* _Directions for this task_
Check each line below for "wheel" and say how many have it, with no other words.

* _Material for this task_

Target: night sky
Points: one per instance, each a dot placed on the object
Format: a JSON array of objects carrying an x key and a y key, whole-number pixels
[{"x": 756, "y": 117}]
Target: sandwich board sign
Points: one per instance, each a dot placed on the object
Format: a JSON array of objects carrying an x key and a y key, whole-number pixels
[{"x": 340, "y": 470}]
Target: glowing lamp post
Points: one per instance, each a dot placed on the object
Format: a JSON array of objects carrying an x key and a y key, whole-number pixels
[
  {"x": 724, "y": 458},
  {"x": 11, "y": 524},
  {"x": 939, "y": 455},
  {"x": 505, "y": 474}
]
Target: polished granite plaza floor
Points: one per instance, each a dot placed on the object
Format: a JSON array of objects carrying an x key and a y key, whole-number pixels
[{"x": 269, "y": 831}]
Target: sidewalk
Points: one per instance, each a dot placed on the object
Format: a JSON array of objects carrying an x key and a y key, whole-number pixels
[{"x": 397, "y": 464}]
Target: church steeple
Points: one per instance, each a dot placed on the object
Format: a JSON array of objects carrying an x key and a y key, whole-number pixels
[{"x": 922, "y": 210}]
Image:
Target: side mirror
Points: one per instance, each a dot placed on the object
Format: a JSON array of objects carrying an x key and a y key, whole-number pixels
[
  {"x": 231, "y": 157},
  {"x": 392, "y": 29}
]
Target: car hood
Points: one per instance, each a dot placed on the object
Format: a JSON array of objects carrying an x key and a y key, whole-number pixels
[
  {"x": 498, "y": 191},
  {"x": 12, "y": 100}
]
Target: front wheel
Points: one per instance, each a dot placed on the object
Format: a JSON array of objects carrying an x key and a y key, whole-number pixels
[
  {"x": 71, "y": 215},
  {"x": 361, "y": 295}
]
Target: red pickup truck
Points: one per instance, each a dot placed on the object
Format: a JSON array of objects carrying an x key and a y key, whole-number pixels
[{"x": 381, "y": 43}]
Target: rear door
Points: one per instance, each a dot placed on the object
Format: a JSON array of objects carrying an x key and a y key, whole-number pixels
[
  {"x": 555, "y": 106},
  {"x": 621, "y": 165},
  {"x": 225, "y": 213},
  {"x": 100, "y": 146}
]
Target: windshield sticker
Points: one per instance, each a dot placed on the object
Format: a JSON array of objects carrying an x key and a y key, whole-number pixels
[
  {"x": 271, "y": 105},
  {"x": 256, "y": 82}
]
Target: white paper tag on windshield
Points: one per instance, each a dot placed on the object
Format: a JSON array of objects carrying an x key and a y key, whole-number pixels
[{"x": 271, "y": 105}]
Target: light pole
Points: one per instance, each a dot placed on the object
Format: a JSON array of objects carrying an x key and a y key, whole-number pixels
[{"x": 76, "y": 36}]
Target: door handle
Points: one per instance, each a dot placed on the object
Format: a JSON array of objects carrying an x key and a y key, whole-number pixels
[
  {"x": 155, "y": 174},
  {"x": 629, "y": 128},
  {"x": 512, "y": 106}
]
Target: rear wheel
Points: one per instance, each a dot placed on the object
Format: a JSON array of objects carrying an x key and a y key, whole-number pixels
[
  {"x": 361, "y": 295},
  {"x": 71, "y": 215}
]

* _Answer to this problem_
2